(GIVEN PROBLEM): Rewrite every one of the records below, substituting "place a point" for "set a marker" wherever it occurs and keeping everything else unchanged. Leave out the pictures.

(GIVEN ENTRIES):
● ● ● ● ● ● ●

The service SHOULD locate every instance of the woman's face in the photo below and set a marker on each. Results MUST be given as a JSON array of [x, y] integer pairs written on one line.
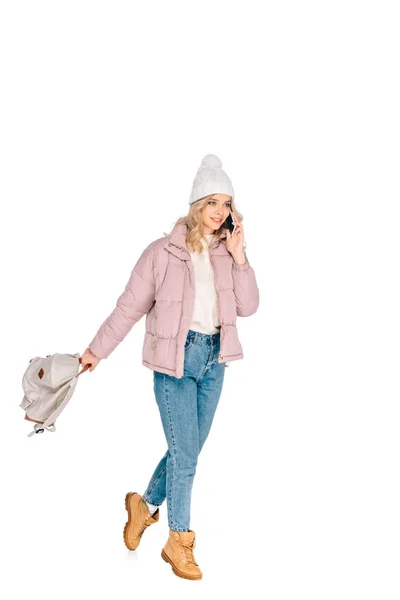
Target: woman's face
[[217, 207]]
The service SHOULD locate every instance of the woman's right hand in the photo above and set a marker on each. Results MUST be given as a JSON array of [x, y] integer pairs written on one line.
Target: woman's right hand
[[89, 357]]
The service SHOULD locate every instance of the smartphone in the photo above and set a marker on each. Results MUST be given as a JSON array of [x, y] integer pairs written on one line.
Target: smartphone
[[229, 224]]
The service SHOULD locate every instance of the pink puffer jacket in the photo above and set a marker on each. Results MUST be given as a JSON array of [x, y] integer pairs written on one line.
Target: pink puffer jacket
[[161, 286]]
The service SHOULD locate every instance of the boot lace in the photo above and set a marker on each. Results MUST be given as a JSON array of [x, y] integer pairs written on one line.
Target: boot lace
[[142, 526], [188, 550]]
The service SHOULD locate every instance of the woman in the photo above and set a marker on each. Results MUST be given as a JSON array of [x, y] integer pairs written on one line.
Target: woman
[[191, 284]]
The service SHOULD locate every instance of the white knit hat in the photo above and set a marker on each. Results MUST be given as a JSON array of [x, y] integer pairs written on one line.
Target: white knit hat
[[210, 179]]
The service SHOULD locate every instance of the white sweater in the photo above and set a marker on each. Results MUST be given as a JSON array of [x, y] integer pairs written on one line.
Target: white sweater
[[205, 318]]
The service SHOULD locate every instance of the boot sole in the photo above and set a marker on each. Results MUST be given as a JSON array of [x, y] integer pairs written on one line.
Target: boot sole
[[128, 508], [176, 570]]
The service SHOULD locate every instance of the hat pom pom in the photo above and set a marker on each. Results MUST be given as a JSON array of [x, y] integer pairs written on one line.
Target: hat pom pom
[[211, 161]]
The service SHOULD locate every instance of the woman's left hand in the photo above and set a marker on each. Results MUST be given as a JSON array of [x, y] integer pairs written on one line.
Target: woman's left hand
[[235, 243]]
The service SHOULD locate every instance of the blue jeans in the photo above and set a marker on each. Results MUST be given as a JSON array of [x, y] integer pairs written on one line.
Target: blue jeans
[[187, 407]]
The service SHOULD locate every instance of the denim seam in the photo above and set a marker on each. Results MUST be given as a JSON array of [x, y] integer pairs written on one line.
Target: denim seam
[[155, 483], [173, 465]]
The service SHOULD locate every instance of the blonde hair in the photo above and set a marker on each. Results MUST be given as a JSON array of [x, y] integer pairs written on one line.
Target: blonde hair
[[194, 222]]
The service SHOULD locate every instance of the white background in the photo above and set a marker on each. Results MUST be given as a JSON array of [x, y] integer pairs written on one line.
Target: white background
[[106, 111]]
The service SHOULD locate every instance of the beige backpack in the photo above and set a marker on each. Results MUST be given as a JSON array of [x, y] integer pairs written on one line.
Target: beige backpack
[[48, 385]]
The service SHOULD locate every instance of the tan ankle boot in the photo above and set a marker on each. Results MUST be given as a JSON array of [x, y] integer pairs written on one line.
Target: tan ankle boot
[[139, 518], [178, 552]]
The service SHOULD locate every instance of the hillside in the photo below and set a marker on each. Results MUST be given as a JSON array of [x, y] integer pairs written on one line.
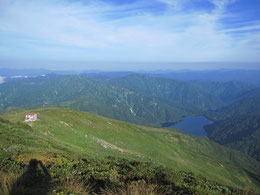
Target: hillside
[[135, 98], [84, 134]]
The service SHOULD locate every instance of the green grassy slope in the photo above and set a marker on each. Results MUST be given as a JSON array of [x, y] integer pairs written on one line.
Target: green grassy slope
[[84, 134]]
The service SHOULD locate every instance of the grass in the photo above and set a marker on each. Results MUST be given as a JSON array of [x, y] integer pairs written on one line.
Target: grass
[[62, 134]]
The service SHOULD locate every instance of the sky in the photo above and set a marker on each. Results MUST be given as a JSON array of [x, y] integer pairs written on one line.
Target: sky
[[130, 34]]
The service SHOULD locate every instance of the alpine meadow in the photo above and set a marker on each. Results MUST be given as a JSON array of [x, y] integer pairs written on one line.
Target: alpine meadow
[[129, 97]]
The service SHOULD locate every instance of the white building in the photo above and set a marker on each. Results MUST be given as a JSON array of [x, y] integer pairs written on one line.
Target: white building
[[30, 117]]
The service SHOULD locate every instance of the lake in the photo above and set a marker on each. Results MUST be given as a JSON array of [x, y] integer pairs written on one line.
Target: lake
[[193, 125]]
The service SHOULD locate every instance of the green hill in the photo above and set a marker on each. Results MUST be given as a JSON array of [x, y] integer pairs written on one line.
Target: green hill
[[75, 134], [135, 98]]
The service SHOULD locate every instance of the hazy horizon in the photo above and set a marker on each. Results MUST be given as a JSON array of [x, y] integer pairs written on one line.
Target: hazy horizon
[[130, 35]]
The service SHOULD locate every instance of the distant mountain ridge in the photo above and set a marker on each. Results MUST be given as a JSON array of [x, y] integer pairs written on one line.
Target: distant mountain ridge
[[134, 98]]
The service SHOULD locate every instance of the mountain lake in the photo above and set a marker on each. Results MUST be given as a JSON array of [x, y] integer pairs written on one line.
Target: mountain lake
[[193, 125]]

● ● ● ● ● ● ●

(TASK SOLUTION):
The service SHOULD locate every instance of the woman's face in the photo below and place a point on each. Results MUST be given as a JSON array of [x, y] integer pairs written on one line.
Target: woman's face
[[217, 207]]
The service SHOULD locate every instance of the woman's right hand in the photo above and place a point on each. Results MUST be given as a JSON array of [x, y] integer pairs written on one line.
Target: woman's right hand
[[89, 357]]
The service SHOULD locate every instance of the smartphone in the photo above and place a point on each. Results MUST be given as a JSON array of [x, y] integer pairs written on one line.
Target: smartphone
[[229, 224]]
The service SHOULD locate every instance of the pink puffer jacket in the photo above and place a point on each. Results MUST be given as a JSON array of [x, y] integer pairs written on one line.
Target: pink puffer jacket
[[161, 286]]
The service SHOULD locate every instance of the boot lace in the photo above and place a point on each. Results MUST be given as a JSON array of [x, y] integer pairs written on one line.
Target: boot lace
[[142, 526], [188, 550]]
The service SHOULD locate every instance of the woman in the photo above and place a point on each. Results MUST be given as a JSON array of [x, y] integer pairs written on one line.
Target: woman
[[191, 284]]
The service SHOULD locate every instance of the white knit hat in the photo above and place a point on each. Results MUST be given as a JSON array of [x, y] integer pairs written on one line.
Target: white knit hat
[[210, 179]]
The service SHOULD locate every instance of the white sweater in the photo above and place a point on each. Results MUST be given as a JSON array of [x, y] integer pairs written on one line.
Target: white sweater
[[205, 318]]
The service SHOULD locate every instance of the boot sole in the photo above and place a point on each. Results MUST be given as a JSON array of [x, y] integer pairs written on one line.
Target: boot sole
[[128, 508], [176, 570]]
The service SHOULD locate every instance of the hat pom pom in the photo above and place a point on each. Results MUST be given as a JSON array of [x, y] integer pairs written on one line.
Target: hat pom pom
[[211, 161]]
The service SHOULD locate every instance of the woman's left hand in the photo above and place a point on each. Results MUST be given as a JSON array of [x, y] integer pairs written on one line.
Target: woman's left hand
[[235, 243]]
The service SHOULD locate every instance of the blue jeans in the photo above and place a point on each. Results MUST be given as a JSON array of [x, y] integer pairs written on one line.
Target: blue jeans
[[187, 407]]
The service SHOULD locate every instance of the denim seam in the photo above and place a point on each. Results MUST be given as a JSON array of [x, y] integer pairs written on one line.
Target: denim seam
[[155, 483], [173, 465]]
The service SHOULD locate every instance of the blonde hair in the photo above and place a point on each. Results MUST be given as a JSON array of [x, y] integer pairs written on one line.
Target: blonde hair
[[194, 222]]
The service SHOULD locate every instance of the white background in the photo above and place a point on each. Results MUST be given as a JSON array of [x, y] integer pairs written on one line.
Target: white background
[[106, 111]]
The service SHOULD locate every instance of the beige backpack in the photo above and place a point on each. Results MUST be given as a JSON array of [x, y] integer pairs written on one line.
Target: beige backpack
[[48, 385]]
The service SHOULD locate every instance of the tan ankle boot in the photo above and place a point on each. Results MUST be given as a JSON array of [x, y] integer pairs written on one line.
Target: tan ankle boot
[[139, 518], [178, 552]]
The service SHOULD locate every instance of the hillside in the photo below and place a point on each. Results MUST be given as a JSON array of [x, y] integer pairs written on one line.
Target: hillside
[[135, 98], [84, 134]]
The service SHOULD locate every instance of the green grassy slope in the photo above and place a point on each. Results MUST be given as a JSON array of [x, y] integer pairs written on one line.
Target: green grassy slope
[[84, 134]]
The service SHOULD locate every instance of the grass in the photo above and place a point on each. Results MUST be given as a JSON array of [x, y] integer pairs written on one line.
Target: grass
[[62, 134]]
The service SHOULD locate every instance of the sky in the photo above and place a point on each. Results MUST be given as a JSON array of [x, y] integer pairs written on one line.
Target: sky
[[130, 34]]
The service SHOULD locate every instance of the alpine meadow in the photo above and place a point on each. Results MUST be given as a JSON array of [x, y] integer pairs written on one line.
Target: alpine meadow
[[129, 97]]
The service SHOULD locate every instance of the white building in the photo above and place a point on each. Results MUST be given as a JSON array of [x, y] integer pairs written on one line.
Target: white building
[[30, 117]]
The service SHOULD locate every instance of the lake in the photo above and place a point on each. Results MUST be given as a JSON array of [x, y] integer pairs written on one line.
Target: lake
[[193, 125]]
The service SHOULD locate every instance of the green hill in the photo above and place a point on each. Results MUST be given as a JSON array of [x, y] integer pairs written on one line.
Target: green hill
[[75, 134], [135, 98]]
The service SHOULD locate every instance of the hazy horizon in the photo above and place a point on each. Results MUST be given as a JSON array of [x, y] integer pairs written on one line.
Target: hazy horizon
[[130, 35]]
The service SHOULD locate every instance of the distant mountain ridge in the photo above and place a point on each. Results MUST be given as a JSON array of [x, y] integer pairs written on one line.
Target: distant mountain ridge
[[134, 98]]
The service SHOULD locate every instance of the mountain lake in the photo above and place a point on each. Results MUST be given as a JSON array of [x, y] integer pairs written on one line.
Target: mountain lake
[[193, 125]]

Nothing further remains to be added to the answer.